### Records for this exercise ###
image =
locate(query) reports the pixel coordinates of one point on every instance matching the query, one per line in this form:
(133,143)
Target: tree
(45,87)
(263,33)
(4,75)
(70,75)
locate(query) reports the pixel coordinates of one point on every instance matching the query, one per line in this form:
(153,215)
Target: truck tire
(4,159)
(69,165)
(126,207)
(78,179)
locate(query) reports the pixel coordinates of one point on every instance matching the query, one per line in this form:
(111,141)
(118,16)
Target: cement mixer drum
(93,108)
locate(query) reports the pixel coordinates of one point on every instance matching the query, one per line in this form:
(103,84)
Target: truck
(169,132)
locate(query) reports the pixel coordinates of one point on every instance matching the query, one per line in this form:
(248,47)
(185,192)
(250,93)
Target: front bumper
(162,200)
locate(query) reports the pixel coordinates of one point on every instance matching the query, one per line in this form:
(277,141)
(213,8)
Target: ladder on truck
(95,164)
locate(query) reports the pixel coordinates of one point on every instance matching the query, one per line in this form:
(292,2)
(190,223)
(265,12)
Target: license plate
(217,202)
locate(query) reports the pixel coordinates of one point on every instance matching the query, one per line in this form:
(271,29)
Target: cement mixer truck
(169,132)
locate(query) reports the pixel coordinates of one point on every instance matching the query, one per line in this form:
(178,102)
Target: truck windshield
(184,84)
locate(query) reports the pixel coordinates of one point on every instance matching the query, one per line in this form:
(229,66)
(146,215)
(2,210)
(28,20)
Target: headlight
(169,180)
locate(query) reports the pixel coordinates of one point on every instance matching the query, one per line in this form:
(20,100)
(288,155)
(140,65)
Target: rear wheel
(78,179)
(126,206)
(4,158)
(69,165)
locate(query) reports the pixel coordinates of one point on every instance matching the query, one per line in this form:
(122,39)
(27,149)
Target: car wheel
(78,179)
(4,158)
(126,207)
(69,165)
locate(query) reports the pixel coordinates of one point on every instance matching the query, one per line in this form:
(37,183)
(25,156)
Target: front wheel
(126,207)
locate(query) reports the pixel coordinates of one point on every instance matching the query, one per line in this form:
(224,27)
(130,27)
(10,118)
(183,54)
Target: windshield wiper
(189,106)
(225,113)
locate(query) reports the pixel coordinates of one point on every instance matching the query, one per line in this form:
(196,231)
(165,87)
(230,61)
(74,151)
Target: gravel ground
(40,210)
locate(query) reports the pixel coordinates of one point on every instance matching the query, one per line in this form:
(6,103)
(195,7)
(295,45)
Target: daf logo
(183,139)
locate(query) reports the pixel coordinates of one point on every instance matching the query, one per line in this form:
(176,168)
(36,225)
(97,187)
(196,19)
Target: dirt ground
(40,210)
###
## [Task prompt]
Using the data above, print every record exactly as shown.

## [Problem solution]
image =
locate(query) reports the pixel coordinates of one point on every instance matching the query, one per line in this form:
(133,143)
Target: tree
(45,87)
(263,33)
(4,75)
(70,75)
locate(query) reports the pixel coordinates of one point on every instance matching the query, one per line in this form:
(153,215)
Target: truck tire
(4,159)
(69,165)
(126,207)
(78,179)
locate(query) reports the pixel coordinates of one point on every instance matching the query, one per line in this form:
(111,141)
(118,16)
Target: cement mixer drum
(93,108)
locate(query) reports the pixel coordinates of one point on every instance matching the query, one per line in this form:
(103,84)
Target: truck
(169,132)
locate(query) reports the pixel coordinates of one point on every instance matching the query, one per line in this form:
(248,47)
(185,192)
(250,93)
Target: front bumper
(162,200)
locate(query) reports the pixel coordinates of one point on every instance matching the query, one per line in this form:
(277,141)
(213,8)
Target: ladder on truck
(95,164)
locate(query) reports the pixel coordinates of one point on every instance matching the query, one per line in this form:
(292,2)
(190,223)
(265,12)
Target: license plate
(217,202)
locate(query) reports the pixel coordinates of one point on every instance matching the query, one per line in this form:
(271,29)
Target: cement mixer truck
(169,132)
locate(query) reports the pixel coordinates of one point on every instance matching the query, one per line in this form:
(178,102)
Target: truck windshield
(184,84)
locate(query) reports the pixel coordinates of one point on every instance matching the query, one per line in this form:
(229,66)
(146,215)
(2,210)
(28,20)
Target: headlight
(169,180)
locate(query) reports the pixel coordinates of one point on every instance matching the query, one per line in this form:
(20,100)
(288,155)
(140,65)
Target: rear wheel
(78,179)
(126,206)
(4,158)
(69,165)
locate(query) reports the pixel coordinates of one point on every instance matching the query, one per line in this form:
(122,39)
(27,149)
Target: car wheel
(78,179)
(4,158)
(126,207)
(69,165)
locate(query) reports the pixel coordinates of one point on every instance matching the query, one per line in this form:
(37,183)
(25,156)
Target: front wheel
(126,207)
locate(query) reports the pixel coordinates of one point on every instance matching the query, one per line in this form:
(224,27)
(130,27)
(10,118)
(183,54)
Target: windshield wiper
(189,106)
(225,113)
locate(query) reports the pixel coordinates of one point on every instance matching the query, one per line in this form:
(196,231)
(165,87)
(230,61)
(74,151)
Target: gravel ground
(40,210)
locate(query) reports the pixel coordinates of one point on every instance matching the query, one per line in this form:
(6,103)
(195,7)
(295,45)
Target: daf logo
(183,139)
locate(query) reports the pixel coordinates of one point on every instance matching the query, one per line in this form:
(176,168)
(36,225)
(97,187)
(196,19)
Target: dirt ground
(40,210)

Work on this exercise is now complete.